─── DATA PROVIDED ───

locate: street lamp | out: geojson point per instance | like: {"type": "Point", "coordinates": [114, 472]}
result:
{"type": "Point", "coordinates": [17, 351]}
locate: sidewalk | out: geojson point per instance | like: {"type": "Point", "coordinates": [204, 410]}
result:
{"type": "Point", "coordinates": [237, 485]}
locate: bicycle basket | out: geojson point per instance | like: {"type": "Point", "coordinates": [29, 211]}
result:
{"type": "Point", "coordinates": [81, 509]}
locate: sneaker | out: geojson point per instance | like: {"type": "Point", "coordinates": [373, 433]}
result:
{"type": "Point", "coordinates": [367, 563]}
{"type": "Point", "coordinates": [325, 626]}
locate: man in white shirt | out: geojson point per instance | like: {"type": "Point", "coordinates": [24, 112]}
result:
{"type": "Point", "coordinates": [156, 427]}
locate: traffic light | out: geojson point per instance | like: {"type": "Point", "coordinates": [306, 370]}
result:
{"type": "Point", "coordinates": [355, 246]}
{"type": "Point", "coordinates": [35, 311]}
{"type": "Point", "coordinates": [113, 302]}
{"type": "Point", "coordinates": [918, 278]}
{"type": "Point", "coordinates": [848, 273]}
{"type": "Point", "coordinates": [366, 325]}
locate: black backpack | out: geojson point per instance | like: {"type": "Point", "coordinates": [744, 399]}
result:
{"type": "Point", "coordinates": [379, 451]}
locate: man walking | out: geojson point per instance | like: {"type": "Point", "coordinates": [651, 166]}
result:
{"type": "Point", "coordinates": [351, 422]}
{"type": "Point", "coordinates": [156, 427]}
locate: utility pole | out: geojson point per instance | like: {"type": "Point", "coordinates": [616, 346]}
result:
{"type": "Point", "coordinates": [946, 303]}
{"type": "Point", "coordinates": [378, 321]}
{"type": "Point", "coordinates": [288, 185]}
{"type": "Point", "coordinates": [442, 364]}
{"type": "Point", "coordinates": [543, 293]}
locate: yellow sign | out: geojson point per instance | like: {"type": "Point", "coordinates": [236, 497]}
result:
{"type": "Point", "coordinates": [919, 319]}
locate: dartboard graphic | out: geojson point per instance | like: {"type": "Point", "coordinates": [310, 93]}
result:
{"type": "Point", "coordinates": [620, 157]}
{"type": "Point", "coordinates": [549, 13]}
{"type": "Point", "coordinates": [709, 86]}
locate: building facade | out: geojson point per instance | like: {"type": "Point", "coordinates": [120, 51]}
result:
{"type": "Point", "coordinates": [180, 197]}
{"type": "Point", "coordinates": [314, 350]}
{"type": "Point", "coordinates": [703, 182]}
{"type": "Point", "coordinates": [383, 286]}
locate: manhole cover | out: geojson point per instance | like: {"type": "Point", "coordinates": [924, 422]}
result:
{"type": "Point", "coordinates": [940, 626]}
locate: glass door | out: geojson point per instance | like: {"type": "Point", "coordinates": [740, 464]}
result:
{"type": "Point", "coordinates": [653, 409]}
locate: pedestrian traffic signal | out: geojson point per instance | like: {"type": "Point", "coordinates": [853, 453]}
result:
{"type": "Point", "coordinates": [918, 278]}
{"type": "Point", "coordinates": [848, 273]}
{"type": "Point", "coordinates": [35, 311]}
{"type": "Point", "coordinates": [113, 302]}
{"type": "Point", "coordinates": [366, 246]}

───
─── DATA PROVIDED ───

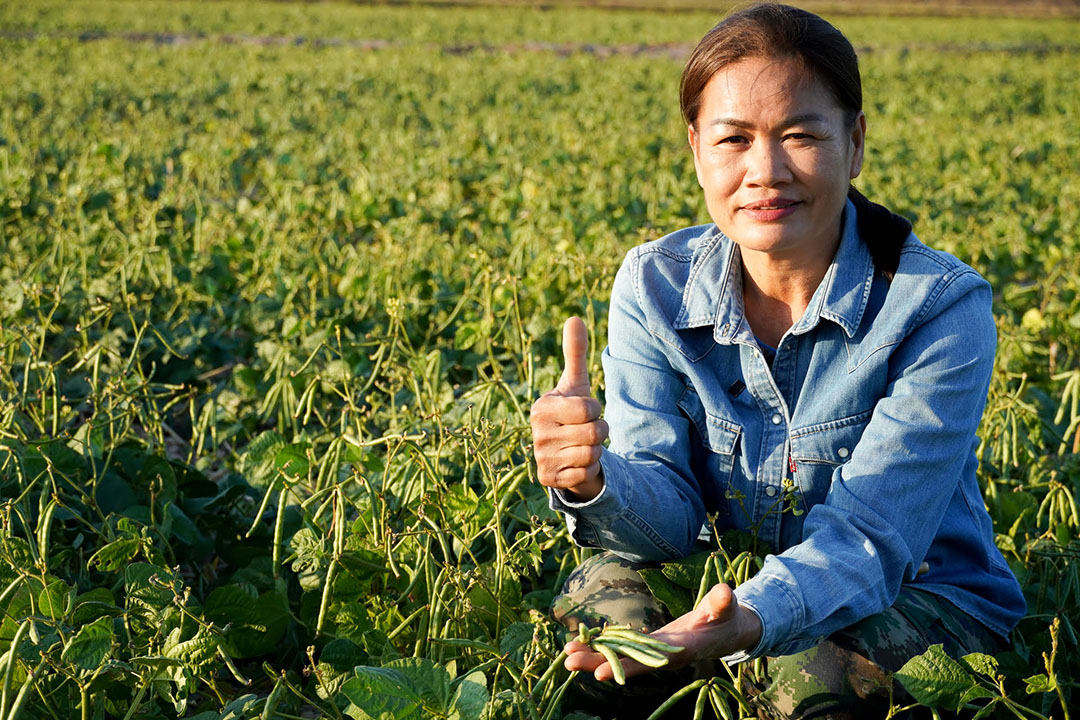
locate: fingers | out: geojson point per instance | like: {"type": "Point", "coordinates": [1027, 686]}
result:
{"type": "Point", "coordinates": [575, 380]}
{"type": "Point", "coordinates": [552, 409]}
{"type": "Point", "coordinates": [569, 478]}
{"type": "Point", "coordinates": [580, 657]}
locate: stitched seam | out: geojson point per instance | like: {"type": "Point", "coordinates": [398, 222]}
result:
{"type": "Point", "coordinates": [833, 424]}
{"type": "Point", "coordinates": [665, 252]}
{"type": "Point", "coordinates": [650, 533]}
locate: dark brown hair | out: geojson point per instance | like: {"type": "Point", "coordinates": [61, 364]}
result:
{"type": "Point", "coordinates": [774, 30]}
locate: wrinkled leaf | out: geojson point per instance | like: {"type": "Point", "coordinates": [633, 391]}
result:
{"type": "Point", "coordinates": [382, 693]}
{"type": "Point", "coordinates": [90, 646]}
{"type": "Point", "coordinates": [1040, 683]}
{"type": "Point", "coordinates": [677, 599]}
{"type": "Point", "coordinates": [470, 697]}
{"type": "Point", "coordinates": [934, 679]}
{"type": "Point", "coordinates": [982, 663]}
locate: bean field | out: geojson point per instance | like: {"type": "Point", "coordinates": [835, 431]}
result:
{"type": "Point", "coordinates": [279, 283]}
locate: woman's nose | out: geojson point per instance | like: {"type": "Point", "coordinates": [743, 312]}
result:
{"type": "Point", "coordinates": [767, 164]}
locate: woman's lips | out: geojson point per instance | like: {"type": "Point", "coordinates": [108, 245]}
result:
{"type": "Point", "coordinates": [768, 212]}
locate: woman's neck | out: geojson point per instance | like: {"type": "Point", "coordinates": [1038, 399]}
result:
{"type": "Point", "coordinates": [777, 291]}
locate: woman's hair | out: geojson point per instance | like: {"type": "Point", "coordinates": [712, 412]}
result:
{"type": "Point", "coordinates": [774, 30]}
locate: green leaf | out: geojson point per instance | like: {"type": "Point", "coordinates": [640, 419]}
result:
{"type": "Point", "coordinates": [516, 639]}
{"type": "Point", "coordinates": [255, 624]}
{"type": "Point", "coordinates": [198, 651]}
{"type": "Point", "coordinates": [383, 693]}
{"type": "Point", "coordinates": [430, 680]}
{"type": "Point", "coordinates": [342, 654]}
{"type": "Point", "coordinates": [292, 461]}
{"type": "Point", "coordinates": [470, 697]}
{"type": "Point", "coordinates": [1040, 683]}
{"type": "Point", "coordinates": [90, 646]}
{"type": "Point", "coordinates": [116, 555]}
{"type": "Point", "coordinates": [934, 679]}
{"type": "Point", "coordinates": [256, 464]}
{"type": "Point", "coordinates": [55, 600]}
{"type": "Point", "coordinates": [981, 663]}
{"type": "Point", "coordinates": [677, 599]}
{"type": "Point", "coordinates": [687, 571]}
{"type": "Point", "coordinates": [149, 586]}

───

**DIRECTIVE:**
Return every line of the entries that contains the string "woman", matching case exactly.

**THE RESULT:**
locate: woman's nose | out: geojson point per instance | like: {"type": "Point", "coordinates": [743, 312]}
locate: woman's lips | out: geojson point per instance | like: {"type": "Point", "coordinates": [108, 245]}
locate: woman's neck | out: geojson point per instance | like: {"type": "Point", "coordinates": [1038, 399]}
locate: woman's hair | out: geojson point per instance | like: {"type": "Point", "coordinates": [712, 412]}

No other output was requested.